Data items
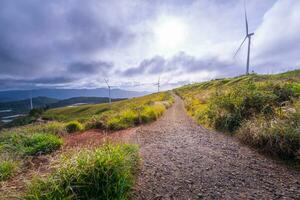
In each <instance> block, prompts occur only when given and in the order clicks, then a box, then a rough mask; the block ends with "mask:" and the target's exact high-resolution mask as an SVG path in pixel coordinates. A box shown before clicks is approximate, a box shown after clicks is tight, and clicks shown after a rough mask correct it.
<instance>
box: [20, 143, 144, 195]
mask: <svg viewBox="0 0 300 200" xmlns="http://www.w3.org/2000/svg"><path fill="white" fill-rule="evenodd" d="M138 163H139V156H138V147H137V146H134V145H117V146H112V145H105V146H103V147H101V148H98V149H95V150H81V151H80V152H79V153H76V154H75V155H74V154H70V155H67V156H65V157H63V158H62V160H61V162H60V164H59V166H57V168H56V169H55V171H54V172H53V173H52V174H51V175H49V176H48V177H46V178H44V179H41V178H37V179H34V180H33V181H32V182H31V183H30V185H29V186H28V189H27V191H26V193H25V195H24V199H27V200H41V199H43V200H47V199H49V200H50V199H51V200H52V199H111V200H115V199H119V200H122V199H127V198H128V197H129V195H130V190H131V188H132V187H133V185H134V182H135V171H136V170H137V167H138Z"/></svg>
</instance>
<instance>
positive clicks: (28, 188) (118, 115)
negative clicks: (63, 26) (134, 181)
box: [0, 92, 173, 199]
mask: <svg viewBox="0 0 300 200" xmlns="http://www.w3.org/2000/svg"><path fill="white" fill-rule="evenodd" d="M172 102H173V96H172V95H171V93H169V92H162V93H155V94H151V95H147V96H143V97H137V98H132V99H127V100H123V101H118V102H113V103H112V104H111V105H109V104H107V103H104V104H95V105H91V104H89V105H81V106H76V107H63V108H55V109H49V110H47V111H46V112H45V113H44V115H43V117H44V118H47V119H51V121H48V122H45V123H44V122H41V123H40V122H38V123H32V124H28V125H26V126H19V127H15V128H9V129H3V130H2V131H0V149H1V151H0V182H1V184H3V185H5V184H6V183H7V184H8V185H9V184H10V183H12V182H13V183H12V184H14V183H15V182H19V183H18V185H17V187H15V185H14V186H13V187H4V188H6V189H5V191H4V193H5V192H8V193H11V194H12V193H13V195H14V196H16V194H15V192H16V188H18V190H17V192H18V193H19V195H20V199H32V198H34V199H45V198H46V197H45V195H47V198H48V199H53V198H54V199H55V198H58V199H64V198H69V197H70V196H76V197H77V196H78V197H84V199H91V198H92V199H93V198H96V197H95V196H93V195H96V194H97V195H100V196H103V195H104V196H105V195H107V194H109V195H110V197H111V195H114V196H116V199H123V198H118V197H120V196H122V197H124V196H125V195H127V193H128V191H129V190H130V189H131V188H132V186H133V183H134V179H135V170H136V169H137V167H138V164H139V154H138V148H137V146H135V145H117V146H111V145H108V146H104V147H103V148H100V149H99V148H98V149H95V148H94V147H95V146H91V145H90V144H89V145H87V146H85V148H84V149H83V148H80V149H73V151H72V150H70V149H68V148H62V149H61V151H57V150H58V149H59V148H60V147H62V146H63V145H64V141H65V140H66V139H67V138H68V137H69V136H72V135H71V134H72V133H74V132H76V134H74V136H75V137H76V136H77V135H79V136H80V132H81V131H84V130H89V129H95V128H98V129H101V130H99V132H98V133H97V135H99V136H100V138H101V137H103V135H101V134H103V133H104V132H105V133H106V131H104V130H108V129H110V130H120V129H125V128H129V127H134V126H137V125H139V124H142V123H147V122H151V121H154V120H156V119H158V117H160V116H161V115H162V114H163V113H164V111H165V110H166V109H167V108H168V107H169V106H170V105H171V104H172ZM95 139H96V138H95ZM98 139H99V137H98ZM74 150H75V151H76V152H77V153H74ZM55 151H57V152H56V153H55V154H52V155H53V156H54V157H51V155H49V157H47V156H43V159H51V160H52V159H54V163H61V166H58V165H55V166H49V165H50V161H49V160H48V161H47V162H43V161H41V163H39V164H41V165H40V166H41V167H46V168H47V167H48V168H51V171H53V173H51V174H47V173H48V171H49V170H44V172H41V173H46V174H44V176H45V177H47V178H46V179H43V178H42V179H39V180H36V179H34V180H32V184H30V185H29V187H27V189H26V190H25V191H24V188H25V183H28V182H30V180H31V179H32V176H31V175H30V174H31V173H32V171H35V170H36V171H37V172H39V169H37V168H35V167H36V166H31V165H30V166H29V165H28V164H27V163H31V161H32V160H35V158H37V159H36V160H37V162H40V160H39V158H40V156H41V154H49V153H52V152H55ZM78 151H79V152H78ZM57 154H63V156H62V158H64V159H61V160H60V159H59V156H55V155H57ZM29 159H30V160H29ZM43 159H42V160H43ZM86 161H87V162H86ZM34 162H35V161H34ZM52 164H53V163H52ZM33 165H35V164H34V163H33ZM38 168H39V167H38ZM52 169H53V170H52ZM42 171H43V170H42ZM107 172H109V173H107ZM14 176H16V177H14ZM74 177H81V178H82V179H81V178H80V179H81V180H80V179H76V180H75V179H74ZM20 178H21V179H22V181H18V180H20ZM9 179H10V180H9ZM91 180H93V181H92V182H91ZM44 181H45V182H44ZM65 183H68V185H69V186H68V187H67V188H66V187H65V186H64V184H65ZM99 183H101V186H99V187H98V189H95V188H96V187H95V184H96V185H97V184H99ZM103 183H105V184H104V185H105V187H103V186H102V184H103ZM78 185H84V187H79V188H80V189H79V190H78ZM20 188H22V189H20ZM112 188H113V189H112ZM86 191H93V192H92V193H91V194H88V193H87V192H86ZM22 192H25V195H24V193H22ZM0 196H3V191H1V189H0ZM98 197H99V196H98Z"/></svg>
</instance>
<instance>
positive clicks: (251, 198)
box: [131, 97, 300, 200]
mask: <svg viewBox="0 0 300 200" xmlns="http://www.w3.org/2000/svg"><path fill="white" fill-rule="evenodd" d="M175 98H176V101H175V104H174V105H173V106H172V107H171V108H170V109H169V110H168V111H167V112H166V113H165V115H164V116H163V117H162V118H161V119H159V120H158V121H156V122H154V123H152V124H149V125H145V126H142V127H140V128H139V129H137V130H135V134H133V135H131V137H132V138H133V139H134V141H135V142H137V143H139V144H140V146H141V155H142V157H143V164H142V166H141V171H140V172H139V178H138V181H137V185H136V188H135V191H134V198H135V199H182V200H184V199H300V172H299V171H296V170H292V169H288V168H287V167H286V166H284V165H280V164H278V163H276V162H275V161H273V160H271V159H269V158H266V157H265V156H263V155H260V154H258V153H257V152H255V151H254V150H251V149H250V148H248V147H246V146H244V145H242V144H240V143H239V142H238V141H237V140H236V139H235V138H233V137H230V136H226V135H224V134H220V133H216V132H213V131H208V130H207V129H205V128H202V127H201V126H199V125H197V124H196V123H195V122H194V121H193V120H192V119H191V118H190V117H188V116H187V115H186V112H185V109H184V105H183V102H182V100H181V99H180V98H179V97H175Z"/></svg>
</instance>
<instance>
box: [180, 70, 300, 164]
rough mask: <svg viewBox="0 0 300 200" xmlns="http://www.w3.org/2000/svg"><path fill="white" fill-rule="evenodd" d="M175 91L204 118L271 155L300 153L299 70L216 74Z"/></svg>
mask: <svg viewBox="0 0 300 200" xmlns="http://www.w3.org/2000/svg"><path fill="white" fill-rule="evenodd" d="M175 92H176V93H177V94H178V95H179V96H181V98H182V99H183V100H184V102H185V106H186V109H187V111H188V113H189V114H190V115H191V116H192V117H193V118H194V119H195V120H196V121H197V122H198V123H199V124H201V125H204V126H206V127H208V128H212V129H216V130H219V131H222V132H226V133H230V134H233V135H237V136H238V138H239V139H240V140H241V141H242V142H244V143H247V144H249V145H251V146H254V147H257V148H259V149H262V150H263V151H265V152H268V153H270V154H272V155H277V156H280V157H281V158H284V159H288V158H292V159H300V100H299V96H300V70H295V71H290V72H286V73H282V74H276V75H256V74H251V75H249V76H240V77H235V78H225V79H218V80H212V81H207V82H203V83H197V84H191V85H187V86H184V87H181V88H178V89H176V90H175Z"/></svg>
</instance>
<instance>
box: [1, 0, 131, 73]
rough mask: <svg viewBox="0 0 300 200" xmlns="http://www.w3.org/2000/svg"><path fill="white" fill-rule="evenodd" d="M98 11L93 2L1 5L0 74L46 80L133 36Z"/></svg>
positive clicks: (21, 3)
mask: <svg viewBox="0 0 300 200" xmlns="http://www.w3.org/2000/svg"><path fill="white" fill-rule="evenodd" d="M101 6H102V5H99V3H97V1H87V2H85V3H84V4H83V3H82V2H80V1H65V0H53V1H42V0H28V1H13V0H3V1H1V7H0V66H1V68H0V73H1V74H6V75H17V76H20V77H24V75H25V76H26V74H28V76H35V77H39V76H45V74H46V75H47V73H49V71H51V70H52V71H56V69H59V70H62V68H67V67H68V65H69V64H66V63H73V62H77V61H78V60H82V61H79V62H85V61H86V60H91V59H92V60H93V58H89V57H90V55H91V54H94V53H98V52H101V51H104V50H107V49H111V48H115V47H119V46H120V47H121V46H123V45H125V44H127V43H128V42H130V41H131V40H132V39H133V38H134V35H133V34H132V33H130V32H129V31H128V30H126V27H122V26H120V25H119V24H118V23H116V22H114V21H110V20H108V19H107V18H106V16H102V12H101V11H102V10H104V9H112V8H110V7H105V6H102V7H101ZM91 62H94V61H91ZM95 62H97V61H95ZM71 65H72V64H71ZM73 67H74V68H76V66H73ZM77 67H78V65H77ZM102 67H105V66H104V65H103V66H102ZM50 68H51V69H50ZM87 68H88V67H87ZM49 69H50V70H49ZM75 70H76V69H75ZM87 70H88V69H87ZM29 72H30V73H29Z"/></svg>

PROBLEM TO WORK ON: In the answer, give only the lines from the top of the data above through the line with "negative clicks: (63, 26) (134, 181)", reproduced exactly; no picture may appear.

EXERCISE ANSWER:
In each <instance> block, prompts occur only when given and in the order clicks, then a box, then a rough mask; the block ends with "mask:" and the target's exact high-resolution mask as an SVG path in pixel coordinates. A box shown before clicks is approximate, a box shown after clicks is tight, and clicks shown after a rough mask correct it.
<instance>
box: [20, 143, 144, 195]
mask: <svg viewBox="0 0 300 200" xmlns="http://www.w3.org/2000/svg"><path fill="white" fill-rule="evenodd" d="M138 163H139V156H138V147H137V146H134V145H117V146H112V145H105V146H103V147H101V148H98V149H95V150H81V151H80V152H79V153H76V154H75V155H74V154H70V155H67V156H65V157H63V158H62V160H61V162H60V164H59V166H57V168H56V169H55V171H54V172H53V173H52V174H51V175H49V176H48V177H46V178H44V179H41V178H37V179H34V180H33V181H32V182H31V183H30V185H29V186H28V189H27V191H26V193H25V195H24V199H27V200H41V199H43V200H47V199H49V200H50V199H51V200H52V199H111V200H115V199H119V200H122V199H127V198H128V197H129V195H130V190H131V188H132V187H133V185H134V182H135V171H136V170H137V167H138Z"/></svg>
</instance>
<instance>
positive clicks: (28, 188) (118, 115)
negative clicks: (63, 26) (134, 181)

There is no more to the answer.